▶ **Task to complete**: Rewrite the entries below, changing every "bounding boxes" to "box coordinates" and leaving everything else the same. Omit the pictures from your answer.

A run of records:

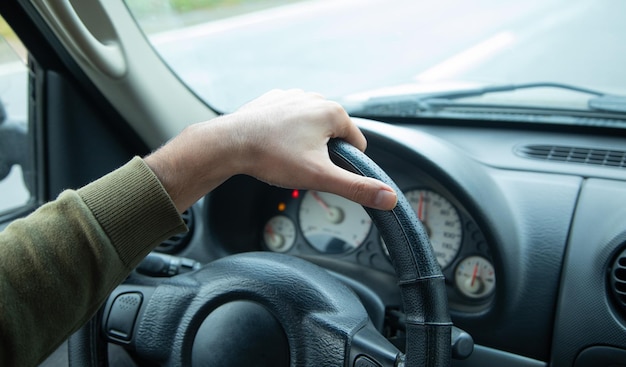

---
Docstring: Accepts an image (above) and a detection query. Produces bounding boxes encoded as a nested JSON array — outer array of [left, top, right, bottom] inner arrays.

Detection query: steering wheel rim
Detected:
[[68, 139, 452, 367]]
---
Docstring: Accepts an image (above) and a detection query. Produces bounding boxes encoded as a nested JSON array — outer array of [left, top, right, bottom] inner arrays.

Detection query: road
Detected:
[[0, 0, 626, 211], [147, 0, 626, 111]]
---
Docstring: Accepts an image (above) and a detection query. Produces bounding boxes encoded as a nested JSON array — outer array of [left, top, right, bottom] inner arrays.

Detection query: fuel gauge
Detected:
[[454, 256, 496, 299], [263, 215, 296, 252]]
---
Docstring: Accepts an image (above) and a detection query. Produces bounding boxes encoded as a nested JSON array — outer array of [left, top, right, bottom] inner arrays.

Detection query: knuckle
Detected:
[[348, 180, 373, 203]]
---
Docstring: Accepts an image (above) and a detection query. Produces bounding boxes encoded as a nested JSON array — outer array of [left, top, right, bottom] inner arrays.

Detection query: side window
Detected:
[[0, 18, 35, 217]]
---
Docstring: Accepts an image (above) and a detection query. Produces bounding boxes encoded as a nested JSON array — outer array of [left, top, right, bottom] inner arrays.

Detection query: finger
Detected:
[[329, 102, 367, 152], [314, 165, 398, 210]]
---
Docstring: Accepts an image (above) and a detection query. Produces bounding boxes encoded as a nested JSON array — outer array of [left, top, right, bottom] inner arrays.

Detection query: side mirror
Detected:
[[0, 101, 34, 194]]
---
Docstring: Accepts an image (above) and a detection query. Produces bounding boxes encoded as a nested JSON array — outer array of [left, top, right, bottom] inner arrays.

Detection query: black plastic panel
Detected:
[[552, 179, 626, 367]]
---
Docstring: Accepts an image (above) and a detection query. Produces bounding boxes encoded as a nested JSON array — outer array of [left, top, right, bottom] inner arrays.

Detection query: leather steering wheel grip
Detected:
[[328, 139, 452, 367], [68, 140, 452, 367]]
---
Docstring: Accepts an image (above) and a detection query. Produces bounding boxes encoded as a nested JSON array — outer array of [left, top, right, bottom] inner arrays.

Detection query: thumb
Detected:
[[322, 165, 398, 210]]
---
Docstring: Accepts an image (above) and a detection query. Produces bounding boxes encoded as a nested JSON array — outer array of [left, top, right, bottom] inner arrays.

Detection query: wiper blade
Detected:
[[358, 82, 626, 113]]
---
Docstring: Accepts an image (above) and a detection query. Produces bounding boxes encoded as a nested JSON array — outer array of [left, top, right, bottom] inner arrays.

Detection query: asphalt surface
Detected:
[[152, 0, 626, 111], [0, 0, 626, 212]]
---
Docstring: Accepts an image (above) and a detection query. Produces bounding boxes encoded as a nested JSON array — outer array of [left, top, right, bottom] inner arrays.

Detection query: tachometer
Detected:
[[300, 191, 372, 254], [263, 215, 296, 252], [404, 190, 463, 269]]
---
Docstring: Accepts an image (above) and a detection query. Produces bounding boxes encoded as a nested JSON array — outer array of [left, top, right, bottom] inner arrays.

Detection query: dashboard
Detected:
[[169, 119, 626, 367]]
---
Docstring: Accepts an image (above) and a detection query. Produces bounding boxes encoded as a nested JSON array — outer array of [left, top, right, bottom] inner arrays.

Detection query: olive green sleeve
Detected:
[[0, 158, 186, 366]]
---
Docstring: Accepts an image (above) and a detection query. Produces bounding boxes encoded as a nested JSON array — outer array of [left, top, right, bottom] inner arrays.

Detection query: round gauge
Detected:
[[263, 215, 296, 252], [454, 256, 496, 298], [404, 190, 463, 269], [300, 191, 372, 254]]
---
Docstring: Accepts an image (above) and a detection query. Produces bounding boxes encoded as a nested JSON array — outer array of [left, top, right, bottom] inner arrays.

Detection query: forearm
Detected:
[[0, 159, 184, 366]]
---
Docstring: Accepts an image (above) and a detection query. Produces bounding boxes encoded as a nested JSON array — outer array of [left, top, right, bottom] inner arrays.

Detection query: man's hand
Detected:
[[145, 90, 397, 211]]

▶ **Full response**:
---
Docstring: Accepts an image (above) and a detection query. Produces box coordinates encoded as a nested JSON array — outer array of [left, top, right, bottom] inner arrays.

Detection query: steering wheel rim
Detected:
[[68, 139, 452, 367]]
---
Docstring: Accepts an image (above) and a detection query. Produces box coordinates encoded as a nested JSON array — outer array of [left, top, right, bottom] inner arrays.

Detection query: road
Detected:
[[0, 0, 626, 211], [147, 0, 626, 111]]
---
Docstring: Accepts an image (above) and a detection query. Produces box coordinates encoded as a nested JSON array — outer array of [left, top, right, bottom] inner arrays.

Detection query: fuel gauge
Detected:
[[454, 256, 496, 299], [263, 215, 296, 252]]
---
Docstring: Accepts an image (above) and a detection query. Produces box coordinates encoded as a nested JSON array — outer array of [left, top, right, bottom] inner arrays.

Detection query: knuckle
Detected:
[[348, 180, 373, 203]]
---
Docstring: Accepts an image (above) and a detection query. Produces box coordinates encoded as a nested JSON array — outer array of [left, top, right, bottom] inner arrays.

Detection query: side window
Detected:
[[0, 18, 35, 217]]
---
Docstring: Accepts an image (above) and a detection query. Produces box coordinates encoded as a nested JSON array — outer array of [left, top, right, bottom] inner arrays.

Detection query: finger
Detected:
[[329, 102, 367, 152], [314, 165, 398, 210]]
---
Docstring: Accepts an image (above) and a detection query. Produces box coordinates encoded as a nested JSON array — outer array of [left, top, right, bottom] inner arrays.

Detection query: side mirror
Detected:
[[0, 101, 34, 194]]
---
Docstring: Accepts an image (above) and a detection query. Produces box coordinates encoded as a nested JSON array — outer array of [left, top, right, bottom] inner arrays.

Detection query: black plastic panel
Detected:
[[552, 179, 626, 367]]
---
Docstring: Accepts an image (above) and a detection query. Produces box coordinates encoded as a nested JSON array — outer array of [left, top, right, bottom] inner arrays.

Detection query: leather steering wheel grip
Detected:
[[328, 139, 452, 367], [68, 140, 452, 367]]
---
Docstring: Accepts an image (above) and a detection query. Produces box coordinates encoded as a nested JSON array — outer array of [left, top, right, bottom] inner arrays.

Detection query: thumb
Detected:
[[322, 165, 398, 210]]
---
Docstring: Accepts an image (above) and a detection query. Produces box coordinates encoded as a nested JSON array — outer array of [left, top, right, bottom] inner arrays.

Detection query: wiper blade
Detected:
[[358, 82, 626, 113]]
---
Docstring: Accepts an image (above) and a detection query. Produces box coordinates encoded as a nested JSON array — outer array of [left, top, right, bottom] inner arrays.

Detection query: asphalt surface
Detected:
[[152, 0, 626, 111], [0, 0, 626, 212]]
---
Docstring: Accepts an image (above) and a detection query. Produces box coordinates encoded as a nested JSON array — outer array of [left, top, right, bottom] inner arrays.

Detection query: tachometer
Detected:
[[300, 191, 372, 254], [263, 215, 296, 252], [404, 190, 463, 269]]
---
Docstring: Accepts an image (above) and a detection query. Produces box coordinates encoded as a nested JSON array — outer array of [left, top, right, bottom] inner arrays.

Detection query: dashboard
Detected:
[[169, 119, 626, 367]]
---
Docstring: Accepts an image (above) and a detection query. Produces box coordinates encoded as a nested JSON array — outer array of [left, top, right, bottom] inner arrays.

Detection query: olive green sleeve
Detected:
[[0, 158, 186, 366]]
---
Docstring: Accepts an image (above) and a detection query. Produces box coordinates encoded as a nested JSON array — outer array of [left, top, right, bottom] inner arrays.

Detection query: round gauge
Detected:
[[263, 215, 296, 252], [454, 256, 496, 298], [404, 190, 463, 269], [300, 191, 372, 254]]
---
Docstring: Accepts an image (above) and a detection query. Produces box coordinates encoded as a nested JSON array — outer array of [left, top, right, bottom] inner arrays.

Detection query: forearm
Detected:
[[0, 159, 184, 366]]
---
Docstring: Accepts an image (above) and a detection query. Produces box coordinates encoded as a nested JSON array — outer array of [left, top, right, bottom] inner arrays.

Detection query: man's hand
Detected:
[[145, 90, 397, 211]]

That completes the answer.